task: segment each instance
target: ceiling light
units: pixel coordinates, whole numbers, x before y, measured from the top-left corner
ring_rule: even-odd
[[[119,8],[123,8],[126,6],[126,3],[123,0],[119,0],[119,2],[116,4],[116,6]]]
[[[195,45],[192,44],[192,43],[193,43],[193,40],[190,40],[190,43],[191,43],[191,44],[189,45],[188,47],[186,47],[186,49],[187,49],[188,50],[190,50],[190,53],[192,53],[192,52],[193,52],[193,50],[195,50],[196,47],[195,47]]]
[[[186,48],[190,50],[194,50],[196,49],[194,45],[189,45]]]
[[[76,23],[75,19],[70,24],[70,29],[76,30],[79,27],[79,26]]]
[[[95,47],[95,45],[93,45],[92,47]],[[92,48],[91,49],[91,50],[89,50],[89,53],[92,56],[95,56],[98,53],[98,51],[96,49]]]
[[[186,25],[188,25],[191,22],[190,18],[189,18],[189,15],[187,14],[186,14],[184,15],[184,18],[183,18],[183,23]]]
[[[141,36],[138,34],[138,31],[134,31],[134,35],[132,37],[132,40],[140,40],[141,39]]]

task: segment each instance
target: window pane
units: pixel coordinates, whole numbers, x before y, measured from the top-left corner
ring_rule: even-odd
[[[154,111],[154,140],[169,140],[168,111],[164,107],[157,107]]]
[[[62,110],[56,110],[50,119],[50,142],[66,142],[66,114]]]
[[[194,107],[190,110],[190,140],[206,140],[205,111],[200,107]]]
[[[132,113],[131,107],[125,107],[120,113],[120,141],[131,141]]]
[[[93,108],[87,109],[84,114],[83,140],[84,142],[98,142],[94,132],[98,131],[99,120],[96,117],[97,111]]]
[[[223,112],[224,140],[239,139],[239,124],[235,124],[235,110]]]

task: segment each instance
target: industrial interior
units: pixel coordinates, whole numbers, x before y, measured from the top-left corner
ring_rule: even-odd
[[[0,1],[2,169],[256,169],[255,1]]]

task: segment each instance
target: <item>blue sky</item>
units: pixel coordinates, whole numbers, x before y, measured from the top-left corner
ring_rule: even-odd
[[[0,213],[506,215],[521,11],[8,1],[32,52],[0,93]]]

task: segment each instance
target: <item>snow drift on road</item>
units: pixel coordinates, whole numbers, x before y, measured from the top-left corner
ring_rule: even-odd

┄┄┄┄┄┄

Write out all the lines again, exactly as they are.

task: segment each instance
target: ceiling light
units: pixel coordinates, whole numbers, x before y, measured from the top-left corner
ring_rule: even-odd
[[[119,8],[123,8],[126,6],[126,3],[123,0],[119,0],[119,2],[116,4],[116,6]]]
[[[195,45],[192,44],[192,43],[193,43],[193,40],[190,40],[190,43],[191,43],[191,44],[189,45],[188,47],[186,47],[186,49],[187,49],[188,50],[190,50],[190,53],[192,53],[192,52],[193,52],[193,50],[195,50],[196,47],[195,47]]]
[[[186,48],[190,50],[194,50],[196,49],[194,45],[189,45]]]
[[[76,23],[75,19],[70,24],[70,29],[76,30],[79,27],[79,26]]]
[[[95,47],[95,45],[93,45],[92,47]],[[92,48],[91,49],[91,50],[89,50],[89,53],[92,56],[95,56],[98,53],[98,51],[96,49]]]
[[[186,25],[188,25],[191,22],[190,18],[189,18],[189,15],[187,14],[186,14],[184,15],[184,18],[183,18],[183,23]]]
[[[141,36],[138,34],[138,31],[134,31],[134,35],[132,37],[132,40],[140,40],[141,39]]]

task: segment each instance
target: window pane
units: pixel coordinates, whole numbers, x before y, measured from the top-left corner
ring_rule: even-odd
[[[154,111],[154,140],[169,140],[168,111],[164,107],[157,107]]]
[[[62,110],[56,110],[50,119],[50,142],[66,142],[66,114]]]
[[[194,107],[190,110],[190,140],[206,140],[205,111],[200,107]]]
[[[132,113],[131,107],[125,107],[120,113],[120,141],[131,141]]]
[[[93,108],[87,109],[84,114],[83,140],[84,142],[98,142],[94,132],[98,131],[99,120],[96,117],[97,111]]]
[[[223,112],[224,140],[239,139],[239,124],[235,124],[235,110]]]

task: segment each instance
target: industrial interior
units: pixel coordinates, whole numbers, x before y, measured from the top-left corner
ring_rule: even-odd
[[[0,1],[2,169],[256,169],[255,1]]]

task: segment each instance
target: <item>blue sky</item>
units: pixel coordinates, whole numbers, x before y, measured from the top-left corner
ring_rule: even-odd
[[[0,213],[506,215],[521,11],[8,1],[32,52],[0,93]]]

task: segment each instance
target: <item>snow drift on road</item>
units: pixel coordinates, whole numbers, x before y, measured from the top-left corner
ring_rule: even-odd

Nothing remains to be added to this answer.